## Begin Extracted entries
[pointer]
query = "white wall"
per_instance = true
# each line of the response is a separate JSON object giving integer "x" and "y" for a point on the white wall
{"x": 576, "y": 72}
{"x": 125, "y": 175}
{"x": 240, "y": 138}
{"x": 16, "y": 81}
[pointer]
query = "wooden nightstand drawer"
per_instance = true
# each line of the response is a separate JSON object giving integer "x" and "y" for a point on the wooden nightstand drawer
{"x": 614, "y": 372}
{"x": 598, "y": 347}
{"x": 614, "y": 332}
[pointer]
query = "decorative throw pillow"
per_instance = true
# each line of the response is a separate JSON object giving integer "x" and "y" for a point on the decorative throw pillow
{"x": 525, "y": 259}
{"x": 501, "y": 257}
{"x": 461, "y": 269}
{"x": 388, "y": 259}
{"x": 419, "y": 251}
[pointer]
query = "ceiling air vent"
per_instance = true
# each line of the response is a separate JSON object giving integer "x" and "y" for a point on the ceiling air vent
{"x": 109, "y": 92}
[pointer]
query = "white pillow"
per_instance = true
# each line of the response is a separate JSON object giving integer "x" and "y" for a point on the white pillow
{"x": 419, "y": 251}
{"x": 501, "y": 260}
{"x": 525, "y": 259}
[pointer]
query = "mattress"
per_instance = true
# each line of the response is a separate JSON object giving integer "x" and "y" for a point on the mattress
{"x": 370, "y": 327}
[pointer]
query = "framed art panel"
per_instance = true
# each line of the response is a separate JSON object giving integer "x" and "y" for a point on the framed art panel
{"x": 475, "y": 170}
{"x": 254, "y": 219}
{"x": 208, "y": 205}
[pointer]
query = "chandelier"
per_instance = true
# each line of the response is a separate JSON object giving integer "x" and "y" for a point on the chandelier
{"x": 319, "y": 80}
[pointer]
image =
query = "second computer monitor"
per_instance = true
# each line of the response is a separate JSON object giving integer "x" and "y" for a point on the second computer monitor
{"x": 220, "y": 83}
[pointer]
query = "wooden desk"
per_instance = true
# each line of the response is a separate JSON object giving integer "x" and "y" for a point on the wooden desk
## End Extracted entries
■ **Aim of the exercise**
Reproduce each record exactly, leaving nothing out.

■ **Output for this exercise**
[pointer]
query = "white wall"
per_instance = true
# each line of the response is a separate JSON object giving integer "x" and "y" for a point on the white wall
{"x": 576, "y": 72}
{"x": 125, "y": 175}
{"x": 240, "y": 138}
{"x": 16, "y": 81}
[pointer]
query = "wooden nightstand drawer"
per_instance = true
# each line of the response is a separate JSON object giving integer "x" and "y" for a point on the wooden nightstand drawer
{"x": 614, "y": 372}
{"x": 598, "y": 347}
{"x": 614, "y": 332}
[pointer]
query = "decorative throw pillow"
per_instance = true
# each line of the response is a separate JSON object giving integer "x" and "y" for a point on the decorative throw pillow
{"x": 525, "y": 259}
{"x": 501, "y": 257}
{"x": 461, "y": 269}
{"x": 388, "y": 259}
{"x": 419, "y": 251}
[pointer]
query = "ceiling air vent"
per_instance = true
# each line of the response is a separate JSON object giving integer "x" and "y" for a point on the ceiling air vent
{"x": 109, "y": 92}
[pointer]
query = "white pillow"
per_instance = true
# each line of the response is a separate JSON object giving integer "x" and "y" for a point on the white pillow
{"x": 419, "y": 251}
{"x": 501, "y": 260}
{"x": 525, "y": 259}
[pointer]
query = "mattress"
per_instance = true
# each line of the response is a separate JSON object giving integer "x" and "y" for a point on the mattress
{"x": 370, "y": 327}
[pointer]
query = "framed art panel"
per_instance = true
# each line of the response is a separate JSON object giving integer "x" and "y" for a point on the framed art panel
{"x": 475, "y": 170}
{"x": 254, "y": 219}
{"x": 208, "y": 205}
[pointer]
query = "chandelier"
per_instance = true
# each line of the response is a separate JSON object giving integer "x" and "y" for a point on the chandelier
{"x": 319, "y": 80}
[pointer]
image =
query = "second computer monitor"
per_instance = true
# each line of the response is a separate JSON object giving integer "x" and "y" for a point on the second computer monitor
{"x": 220, "y": 83}
[pointer]
query = "wooden desk"
per_instance = true
# each line of the response is a separate JSON object giving integer "x" and "y" for a point on the wooden desk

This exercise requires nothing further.